• ESTRATTO DEL DOCUMENTO:
▼▼▼

2. Tanto esposto, chiedeva la condanna dell'INPS al pagamento, in proprio favore, della predetta somma, oltre accessori.
Resisteva l'INPS.
3. Espletata CTU contabile, l'adito Tribunale, con sentenza n. 920/2021 pubblicata l'1/06/2021 dichiarava cessata la materia del contendere.
Rilevava il primo giudice:
che il CTU aveva accertato che "nulla è dovuto in favore del ricorrente, per effetto della ricostituzione di cui al modello TE08 del 18/12/2017";
che, pertanto, era cessata la materia del contendere.
4. Con ricorso del 10 settembre 2021 il D.G. interponeva appello.
Resisteva l'INPS.
5. Con un unico, articolato, motivo, l'appellante enumera una serie di inesattezze commesse dal CTU di primo grado (il cui elaborato il Tribunale ha posto a fondamento del decisum) e contesta che la somma di Euro.70.917,42 risultante dal modello TE08 sia mai stato corrisposto dall'INPS.
L'istituto, da parte sua, ha precisato che "all'esito della ricostituzione del 12/2017 (nella quale si è effettuato un ricalcolo globale di quanto spettante fin dalla data di decorrenza) - si evidenziava un credito residuo lordo complessivo pari ad Euro.70.917,42 rispetto a quanto fino ad allora erogato mensilmente a titolo di ratei di pensione - da tale credito lordo complessivo dovevano - però - essere correttamente detratte sia le ovvie trattenute di legge (Euro.17.189,30 quali Trattenute IRPEF sugli arretrati imponibili corrisposti anni precedenti) sia quanto (non più) dovuto (Euro.53.647,44) in quanto esattamente corrispondente a quanto già riscosso dal pensionato con i precedenti pignoramenti.

▲▲▲

• MATERIALE:
▼▼▼

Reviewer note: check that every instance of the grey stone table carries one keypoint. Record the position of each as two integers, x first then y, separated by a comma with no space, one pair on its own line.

▲▲▲

• OBIETTIVO A: Estrai dall'estratto della sentenza il passo che inizia con "2. Tanto esposto, chiedeva" e prosegue fino a "stato corrisposto dall'INPS.", copiandolo senza alcuna modifica.
• OBIETTIVO B:
Rispondi alle seguenti domande sull'estratto della sentenza:
(i) Con quale numero è indicata la sentenza del Tribunale e in quale data è stata pubblicata?
(ii) In quale data il D.G. ha proposto appello?
(iii) A quanto ammontano, secondo l'INPS, le trattenute IRPEF da detrarre dal credito lordo?
• OBIETTIVO C: Prosegui l'estratto della sentenza sulla controversia con l'INPS, riprendendo subito dopo l'ultima frase riportata.
I dati non hanno alcun legame con l'estratto della sentenza.

• RISPOSTA SCRITTA A:
2. Tanto esposto, chiedeva la condanna dell'INPS al pagamento, in proprio favore, della predetta somma, oltre accessori.
Resisteva l'INPS.
3. Espletata CTU contabile, l'adito Tribunale, con sentenza n. 920/2021 pubblicata l'1/06/2021 dichiarava cessata la materia del contendere.
Rilevava il primo giudice:
che il CTU aveva accertato che "nulla è dovuto in favore del ricorrente, per effetto della ricostituzione di cui al modello TE08 del 18/12/2017";
che, pertanto, era cessata la materia del contendere.
4. Con ricorso del 10 settembre 2021 il D.G. interponeva appello.
Resisteva l'INPS.
5. Con un unico, articolato, motivo, l'appellante enumera una serie di inesattezze commesse dal CTU di primo grado (il cui elaborato il Tribunale ha posto a fondamento del decisum) e contesta che la somma di Euro.70.917,42 risultante dal modello TE08 sia mai stato corrisposto dall'INPS.

• RISPOSTA SCRITTA B:
(i) La sentenza è la n. 920/2021 ed è stata pubblicata l'1/06/2021.
(ii) Il D.G. ha proposto appello con ricorso del 10 settembre 2021.
(iii) Le trattenute IRPEF ammontano a Euro 17.189,30.

• RISPOSTA SCRITTA C:
6. Rileva la Corte che con sentenza n. 3498/2005 (passata in giudicato) il Tribunale di Velletri aveva affermato, in un giudizio intercorso tra le medesime parti, quanto segue:
"nel caso di pensionamento anticipato del personale autoferrotranviario…la pensione da parte dell'INPS dovrà essere corrisposta in riferimento ad una anzianità contributiva di 35 anni e non a quella effettivamente raggiunta dal dipendente all'atto del collocamento a riposo".
Con sentenza n. 20496/2017 la S.C. in riforma della pronuncia della Corte di Appello, ha statuito (sempre in causa tra le medesime parti) che la contribuzione figurativa prevista dall'art. 4 D.L. 25 novembre 1995, n. 501, convertito nella L. 5 gennaio 1996, n. 11, al fine di consentire il prepensionamento deve essere collocata nella quota c), con coefficiente del 2%.
7. Pertanto, nella specie, deve stabilirsi quale sia l'importo del rateo pensionistico spettante all'appellante nel periodo oggetto del presente giudizio (gennaio 2008 - dicembre 2016) e l'ammontare delle eventuali differenze al medesimo spettante, tenuto conto:
dei principi affermati dalla sentenza n. 3498/2005 del Tribunale di Velletri e dalla sentenza n. 20496/2017 della S.C.;
delle somme che l'INPS ha già documentato di aver versato, anche a seguito di precedenti pignoramenti.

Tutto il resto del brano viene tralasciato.